Data for this task
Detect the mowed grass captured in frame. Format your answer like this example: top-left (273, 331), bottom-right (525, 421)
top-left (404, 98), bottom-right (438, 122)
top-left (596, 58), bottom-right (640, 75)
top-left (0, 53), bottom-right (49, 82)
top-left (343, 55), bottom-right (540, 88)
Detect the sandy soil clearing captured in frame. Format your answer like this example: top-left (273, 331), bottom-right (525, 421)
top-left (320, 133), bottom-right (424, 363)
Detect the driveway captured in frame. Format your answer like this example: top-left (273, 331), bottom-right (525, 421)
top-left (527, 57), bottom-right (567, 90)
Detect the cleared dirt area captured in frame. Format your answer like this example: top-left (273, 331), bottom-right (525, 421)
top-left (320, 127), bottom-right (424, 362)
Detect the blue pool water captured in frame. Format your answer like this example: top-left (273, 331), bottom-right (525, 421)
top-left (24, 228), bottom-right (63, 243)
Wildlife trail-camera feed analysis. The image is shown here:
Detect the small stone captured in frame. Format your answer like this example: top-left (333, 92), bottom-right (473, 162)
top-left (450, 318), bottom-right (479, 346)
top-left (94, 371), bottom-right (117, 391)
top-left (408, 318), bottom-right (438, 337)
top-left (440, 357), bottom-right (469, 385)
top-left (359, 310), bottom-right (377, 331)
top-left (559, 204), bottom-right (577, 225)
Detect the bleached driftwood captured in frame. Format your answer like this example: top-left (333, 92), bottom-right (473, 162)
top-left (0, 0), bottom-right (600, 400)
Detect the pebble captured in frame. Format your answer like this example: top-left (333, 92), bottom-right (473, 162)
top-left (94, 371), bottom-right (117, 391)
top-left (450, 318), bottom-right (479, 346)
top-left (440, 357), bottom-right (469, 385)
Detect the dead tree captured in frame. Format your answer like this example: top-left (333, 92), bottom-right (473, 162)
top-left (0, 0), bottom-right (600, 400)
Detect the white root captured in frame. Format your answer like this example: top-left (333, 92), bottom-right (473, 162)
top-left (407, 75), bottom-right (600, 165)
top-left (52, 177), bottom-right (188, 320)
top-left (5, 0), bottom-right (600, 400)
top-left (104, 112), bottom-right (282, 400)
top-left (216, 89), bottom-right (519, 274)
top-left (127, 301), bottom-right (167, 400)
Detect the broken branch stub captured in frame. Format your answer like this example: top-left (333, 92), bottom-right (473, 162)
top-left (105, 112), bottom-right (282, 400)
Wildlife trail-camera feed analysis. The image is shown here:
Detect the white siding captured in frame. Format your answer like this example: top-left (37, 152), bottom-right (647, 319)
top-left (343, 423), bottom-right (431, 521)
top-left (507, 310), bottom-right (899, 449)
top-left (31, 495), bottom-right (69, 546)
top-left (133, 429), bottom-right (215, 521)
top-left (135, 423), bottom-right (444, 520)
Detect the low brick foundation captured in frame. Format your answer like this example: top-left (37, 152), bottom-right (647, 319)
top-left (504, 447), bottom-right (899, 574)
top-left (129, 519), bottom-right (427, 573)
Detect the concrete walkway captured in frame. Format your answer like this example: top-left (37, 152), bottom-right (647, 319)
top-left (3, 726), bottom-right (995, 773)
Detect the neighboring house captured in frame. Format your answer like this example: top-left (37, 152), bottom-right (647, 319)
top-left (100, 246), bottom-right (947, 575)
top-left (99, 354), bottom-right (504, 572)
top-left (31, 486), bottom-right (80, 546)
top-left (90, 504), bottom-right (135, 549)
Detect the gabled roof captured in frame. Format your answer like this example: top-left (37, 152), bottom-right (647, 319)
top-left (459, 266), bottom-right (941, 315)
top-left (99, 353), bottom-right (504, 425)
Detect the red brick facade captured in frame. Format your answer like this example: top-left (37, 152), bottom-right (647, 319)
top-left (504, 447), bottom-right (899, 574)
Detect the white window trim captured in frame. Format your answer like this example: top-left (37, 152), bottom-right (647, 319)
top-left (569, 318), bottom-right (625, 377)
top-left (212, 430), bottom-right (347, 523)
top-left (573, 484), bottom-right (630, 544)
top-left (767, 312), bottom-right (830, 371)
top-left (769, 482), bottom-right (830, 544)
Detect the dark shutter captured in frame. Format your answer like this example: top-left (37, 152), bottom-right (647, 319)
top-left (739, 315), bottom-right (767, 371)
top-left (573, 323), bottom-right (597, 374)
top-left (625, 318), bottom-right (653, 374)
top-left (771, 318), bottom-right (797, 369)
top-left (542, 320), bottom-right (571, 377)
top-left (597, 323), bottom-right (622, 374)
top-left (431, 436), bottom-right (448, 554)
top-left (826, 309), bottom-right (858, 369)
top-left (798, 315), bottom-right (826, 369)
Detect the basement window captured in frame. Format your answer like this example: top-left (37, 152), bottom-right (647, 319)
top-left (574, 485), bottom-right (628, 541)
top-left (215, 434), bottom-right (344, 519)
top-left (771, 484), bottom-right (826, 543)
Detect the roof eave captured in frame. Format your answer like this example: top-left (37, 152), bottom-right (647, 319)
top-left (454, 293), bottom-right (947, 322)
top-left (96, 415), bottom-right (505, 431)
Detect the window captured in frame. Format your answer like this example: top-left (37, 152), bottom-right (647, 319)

Work instructions
Copy every item above word for word, leaving nothing out.

Exercise answer
Detect the mowed grass captured in frame. Format your answer like this example: top-left (273, 331), bottom-right (525, 421)
top-left (404, 98), bottom-right (438, 122)
top-left (596, 58), bottom-right (640, 75)
top-left (0, 53), bottom-right (49, 82)
top-left (343, 55), bottom-right (540, 88)
Detect the sandy soil clearing captured in frame. Format your answer like this example: top-left (273, 331), bottom-right (525, 421)
top-left (320, 133), bottom-right (424, 363)
Detect the driveway captured in frame. Format your answer like this example: top-left (273, 331), bottom-right (525, 421)
top-left (527, 57), bottom-right (567, 90)
Detect the cleared dirt area captured in frame. Format your answer like this example: top-left (273, 331), bottom-right (525, 421)
top-left (320, 127), bottom-right (424, 362)
Detect the blue pool water captured in frame. Format your answer like this example: top-left (273, 331), bottom-right (525, 421)
top-left (24, 228), bottom-right (63, 243)
Wildlife trail-camera feed analysis. The image is shown here:
Detect the small stone captured in frame. Format your answer like this example: top-left (333, 92), bottom-right (473, 162)
top-left (450, 318), bottom-right (479, 346)
top-left (94, 371), bottom-right (117, 391)
top-left (408, 318), bottom-right (438, 337)
top-left (440, 357), bottom-right (469, 385)
top-left (359, 310), bottom-right (377, 331)
top-left (559, 204), bottom-right (577, 225)
Detect the bleached driftwood captured in frame. Format your answer like this example: top-left (333, 92), bottom-right (473, 162)
top-left (0, 0), bottom-right (600, 400)
Detect the pebble captured in frame. Format your answer like this example: top-left (333, 92), bottom-right (473, 162)
top-left (94, 371), bottom-right (117, 391)
top-left (450, 318), bottom-right (479, 346)
top-left (440, 357), bottom-right (469, 385)
Detect the dead tree captured in frame. Format your answer like this example: top-left (333, 92), bottom-right (473, 162)
top-left (0, 0), bottom-right (600, 400)
Detect the white root captured in frame. Format your answer like this example: top-left (333, 92), bottom-right (473, 162)
top-left (407, 75), bottom-right (600, 165)
top-left (52, 177), bottom-right (188, 320)
top-left (5, 0), bottom-right (600, 400)
top-left (104, 112), bottom-right (282, 400)
top-left (216, 89), bottom-right (519, 274)
top-left (127, 301), bottom-right (167, 400)
Detect the broken branch stub captured in frame. Format your answer like this example: top-left (333, 92), bottom-right (473, 162)
top-left (105, 112), bottom-right (282, 400)
Wildlife trail-camera feed analysis. The image is shown here:
Detect the white siding captured in frame. Format your answer like this example: top-left (37, 152), bottom-right (647, 319)
top-left (343, 423), bottom-right (431, 521)
top-left (507, 310), bottom-right (899, 449)
top-left (31, 495), bottom-right (69, 546)
top-left (133, 429), bottom-right (215, 521)
top-left (135, 423), bottom-right (444, 520)
Detect the low brick foundation captured in frame. Format your answer like this example: top-left (37, 152), bottom-right (647, 319)
top-left (504, 447), bottom-right (899, 574)
top-left (129, 519), bottom-right (427, 573)
Detect the concrete walkway captured in frame. Format your answer like this example: top-left (37, 152), bottom-right (647, 319)
top-left (3, 726), bottom-right (995, 773)
Detect the neighboring house captured in frame. Format your answer like this example: top-left (37, 152), bottom-right (647, 319)
top-left (100, 246), bottom-right (947, 575)
top-left (99, 354), bottom-right (504, 572)
top-left (31, 486), bottom-right (80, 546)
top-left (90, 504), bottom-right (135, 549)
Detect the gabled roof captured in frame. Format your answer like this example: top-left (37, 152), bottom-right (647, 319)
top-left (459, 266), bottom-right (941, 315)
top-left (99, 353), bottom-right (504, 425)
Detect the red brick facade captured in frame. Format your answer like this example: top-left (37, 152), bottom-right (647, 319)
top-left (504, 447), bottom-right (899, 574)
Detect the white window trim captured in frame. Format your answer like this example: top-left (37, 152), bottom-right (647, 319)
top-left (569, 318), bottom-right (625, 377)
top-left (212, 430), bottom-right (347, 523)
top-left (573, 484), bottom-right (630, 544)
top-left (767, 312), bottom-right (830, 371)
top-left (769, 482), bottom-right (830, 544)
Detect the dark shutter captured in frame. Format your answer like this example: top-left (37, 152), bottom-right (647, 319)
top-left (739, 315), bottom-right (767, 371)
top-left (573, 323), bottom-right (597, 374)
top-left (625, 318), bottom-right (653, 374)
top-left (771, 318), bottom-right (797, 369)
top-left (542, 320), bottom-right (571, 377)
top-left (597, 323), bottom-right (622, 374)
top-left (431, 436), bottom-right (448, 554)
top-left (826, 309), bottom-right (858, 369)
top-left (798, 315), bottom-right (826, 369)
Detect the basement window captured in frame. Format your answer like this example: top-left (37, 152), bottom-right (647, 319)
top-left (574, 485), bottom-right (628, 541)
top-left (215, 434), bottom-right (344, 519)
top-left (771, 484), bottom-right (826, 543)
Detect the roof eave captured in frame. Format your answer like this example: top-left (37, 152), bottom-right (647, 319)
top-left (454, 293), bottom-right (947, 322)
top-left (96, 415), bottom-right (505, 431)
Detect the window captured in frame. Format your answer like this example: top-left (37, 152), bottom-right (647, 319)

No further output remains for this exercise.